## Goal
Please read the abstract on real-time YOLO segmentation and say which competitions inspired the custom dataset.

## Excerpt to read
────────────────

Realtime Yolo ONNX Segmentation on ROS

seg_s-ezgif com-video-to-gif-converter

1. Abstract

This work presents a robust real-time segmentation framework designed for versatility across various robotic perception tasks. Our approach employs a YOLO segmentation model trained on a custom dataset tailored to humanoid soccer scenarios, including critical elements such as players, the ball, field lines, boundaries, and the field. While the dataset was inspired by our team’s participation in RoboCup 2023 and 2024, the underlying model and system architecture are generalized to support a wide range of real-time segmentation tasks. By utilizing the ONNX runtime for deployment, we ensured not only high portability but also optimal performance on typical robot PCs, which often lack high-performance GPUs. The ONNX runtime enables efficient inference even on CPUs, making it an ideal choice for resource-constrained environments. Furthermore, it allows optimal utilization of GPU resources when available, enhancing the system's adaptability across hardware configurations. Integrated into a ROS environment, the framework enables seamless real-time perception and decision-making, showcasing its potential for diverse robotics applications beyond soccer.

────────────────

## Supplied material
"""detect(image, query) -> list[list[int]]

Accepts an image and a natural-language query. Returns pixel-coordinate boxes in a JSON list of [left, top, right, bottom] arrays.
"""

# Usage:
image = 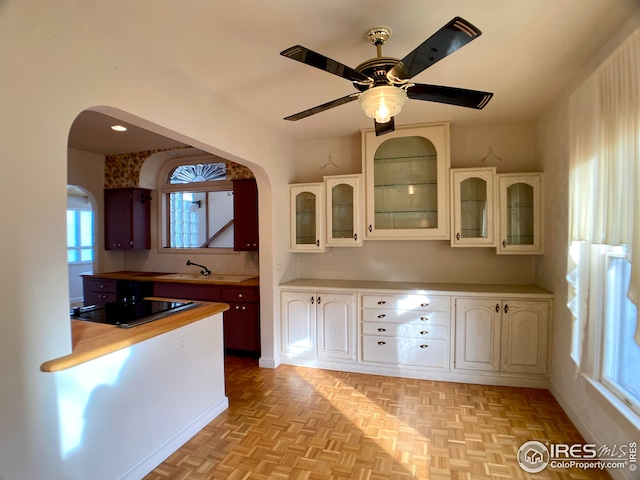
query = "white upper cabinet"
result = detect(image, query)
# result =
[[324, 174, 362, 247], [497, 173, 543, 255], [289, 183, 325, 253], [362, 123, 450, 240], [451, 167, 496, 247]]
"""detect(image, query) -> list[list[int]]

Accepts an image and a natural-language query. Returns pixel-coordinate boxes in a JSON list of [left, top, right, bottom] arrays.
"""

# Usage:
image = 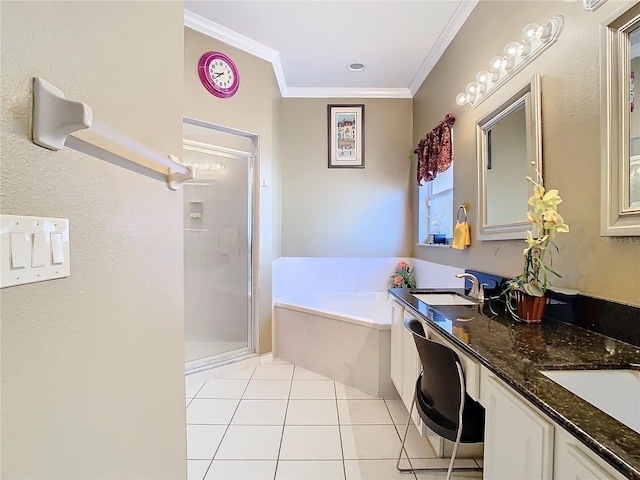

────────────────

## Response for this exercise
RoboCup 2023 and 2024.